**TEXT UNDER STUDY:**
Heartburn Medical Treatment
The health care professional will recommend treating heartburn in a gradual progression.
Over-the-counter antacids are the oldest effective self-treatments for heartburn. Through the centuries, people have chewed on chalk (the active ingredient is calcium carbonate) to ease heartburn. Tablets are less powerful in neutralizing stomach acid than liquid antacids.
- Antacids are useful because they provide rapid, but temporary relief of heartburn, especially if it is caused by foods or certain activity. Over-the-counter (OTC) antacids do not prevent heartburn from returning or allow a patient's injured esophagus to heal. If the patient need antacids for more than two weeks, talk to a your health care professional to have your condition reviewed and receive appropriate treatment.

**QUESTIONS ON THE MATERIAL:**
1/ According to the heartburn treatment text, what is the active ingredient in chalk?
2/ Carry on writing the heartburn treatment text from the point where it stops.
The lines that come after the heartburn treatment text are not needed for any of the work here.

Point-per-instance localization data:
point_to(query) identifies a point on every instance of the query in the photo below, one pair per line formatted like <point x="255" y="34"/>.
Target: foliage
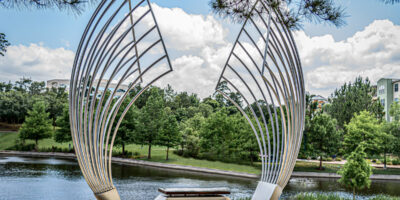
<point x="394" y="111"/>
<point x="352" y="98"/>
<point x="227" y="137"/>
<point x="366" y="128"/>
<point x="323" y="136"/>
<point x="169" y="136"/>
<point x="129" y="127"/>
<point x="3" y="43"/>
<point x="357" y="171"/>
<point x="16" y="99"/>
<point x="151" y="119"/>
<point x="316" y="196"/>
<point x="63" y="133"/>
<point x="55" y="99"/>
<point x="75" y="6"/>
<point x="37" y="125"/>
<point x="311" y="10"/>
<point x="331" y="196"/>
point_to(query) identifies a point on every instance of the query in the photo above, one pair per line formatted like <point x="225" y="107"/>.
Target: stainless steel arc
<point x="121" y="48"/>
<point x="264" y="69"/>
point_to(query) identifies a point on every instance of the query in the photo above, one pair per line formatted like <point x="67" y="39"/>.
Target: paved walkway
<point x="126" y="161"/>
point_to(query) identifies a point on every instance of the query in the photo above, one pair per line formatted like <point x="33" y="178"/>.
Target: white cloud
<point x="184" y="31"/>
<point x="373" y="52"/>
<point x="35" y="61"/>
<point x="199" y="48"/>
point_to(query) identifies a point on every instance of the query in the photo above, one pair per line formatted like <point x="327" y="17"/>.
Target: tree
<point x="55" y="99"/>
<point x="190" y="136"/>
<point x="357" y="171"/>
<point x="394" y="111"/>
<point x="128" y="127"/>
<point x="352" y="98"/>
<point x="152" y="119"/>
<point x="323" y="136"/>
<point x="169" y="136"/>
<point x="388" y="139"/>
<point x="311" y="111"/>
<point x="37" y="124"/>
<point x="3" y="43"/>
<point x="76" y="6"/>
<point x="63" y="133"/>
<point x="394" y="127"/>
<point x="366" y="128"/>
<point x="312" y="10"/>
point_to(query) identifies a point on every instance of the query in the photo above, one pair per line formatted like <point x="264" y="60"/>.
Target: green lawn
<point x="7" y="141"/>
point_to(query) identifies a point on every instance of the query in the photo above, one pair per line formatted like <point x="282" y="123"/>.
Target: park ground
<point x="8" y="141"/>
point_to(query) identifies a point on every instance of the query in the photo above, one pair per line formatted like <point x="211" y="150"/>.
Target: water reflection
<point x="32" y="178"/>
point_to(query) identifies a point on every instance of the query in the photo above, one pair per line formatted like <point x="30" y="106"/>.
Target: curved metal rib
<point x="276" y="78"/>
<point x="112" y="55"/>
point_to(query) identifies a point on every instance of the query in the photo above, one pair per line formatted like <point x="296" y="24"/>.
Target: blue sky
<point x="56" y="29"/>
<point x="52" y="32"/>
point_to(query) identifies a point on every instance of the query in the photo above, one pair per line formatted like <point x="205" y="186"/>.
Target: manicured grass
<point x="322" y="196"/>
<point x="7" y="142"/>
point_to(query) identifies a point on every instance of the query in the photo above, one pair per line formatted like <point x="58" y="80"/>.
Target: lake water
<point x="56" y="179"/>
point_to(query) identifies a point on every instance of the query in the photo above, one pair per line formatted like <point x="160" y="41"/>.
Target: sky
<point x="43" y="44"/>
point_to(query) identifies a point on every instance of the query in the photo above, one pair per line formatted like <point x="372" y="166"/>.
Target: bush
<point x="316" y="196"/>
<point x="396" y="161"/>
<point x="384" y="197"/>
<point x="23" y="147"/>
<point x="321" y="196"/>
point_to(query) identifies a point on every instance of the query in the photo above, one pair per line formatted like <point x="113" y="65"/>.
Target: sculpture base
<point x="267" y="191"/>
<point x="109" y="195"/>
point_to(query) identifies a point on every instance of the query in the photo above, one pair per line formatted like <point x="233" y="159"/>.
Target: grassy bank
<point x="8" y="141"/>
<point x="322" y="196"/>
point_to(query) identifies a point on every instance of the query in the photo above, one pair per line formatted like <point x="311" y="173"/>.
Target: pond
<point x="34" y="178"/>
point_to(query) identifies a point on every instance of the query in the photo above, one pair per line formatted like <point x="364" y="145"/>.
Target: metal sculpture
<point x="264" y="69"/>
<point x="117" y="48"/>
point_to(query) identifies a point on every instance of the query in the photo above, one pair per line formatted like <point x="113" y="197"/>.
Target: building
<point x="320" y="100"/>
<point x="58" y="83"/>
<point x="388" y="92"/>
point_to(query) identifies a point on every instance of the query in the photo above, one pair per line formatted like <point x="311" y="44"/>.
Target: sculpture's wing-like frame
<point x="121" y="47"/>
<point x="264" y="69"/>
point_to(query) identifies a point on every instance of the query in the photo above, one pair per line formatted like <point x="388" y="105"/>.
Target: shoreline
<point x="130" y="162"/>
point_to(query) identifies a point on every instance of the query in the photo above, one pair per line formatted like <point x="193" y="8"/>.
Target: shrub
<point x="396" y="161"/>
<point x="384" y="197"/>
<point x="316" y="196"/>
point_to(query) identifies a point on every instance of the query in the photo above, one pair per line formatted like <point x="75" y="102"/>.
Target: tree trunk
<point x="320" y="163"/>
<point x="167" y="152"/>
<point x="149" y="153"/>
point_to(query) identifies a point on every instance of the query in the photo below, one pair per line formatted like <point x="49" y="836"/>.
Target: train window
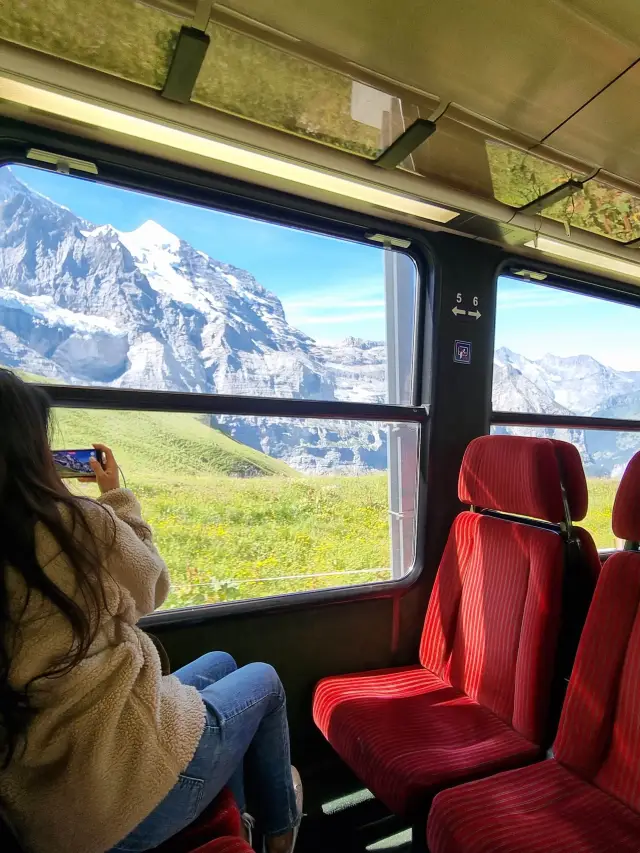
<point x="233" y="522"/>
<point x="121" y="292"/>
<point x="561" y="354"/>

**SET OF ANSWERS:**
1/ Calcium carbonate.

2/
- Most varieties of antacids you can buy in drug stores are combinations of aluminumand magnesium hydroxide. Antacids containing these ingredients may produce unwanted diarrhea or constipation. Discuss these medications with your doctor before use if you have any history of kidney (renal) disease.
- Antacids containing calcium carbonate are the most potent in neutralizing stomach acid. Popular brands includes Digene Gel, Gelusil Gel etc
Follow label instructions and do not take more than the recommended daily dose. Most commonly, patients take antacids after meals and at bedtime, or when they have symptoms.
Always tell a health care professional about your antacid use.
If the patient still has heartburn symptoms after lifestyle modifications and use of antacids, the health care professional may prescribe drugs.
- Histamine-2 blockers decrease the amount of acid the stomach produces. Examples include ranitidine (Zintac), cimetidine(Tagamet), famotidine (Topcid), and nizatidine (Axid). Many of these drugs can be purchased over-the-counter at lower doses, but patients will need a doctor's prescription for higher doses. They provide relief of symptoms within 30 minutes and are taken twice a day.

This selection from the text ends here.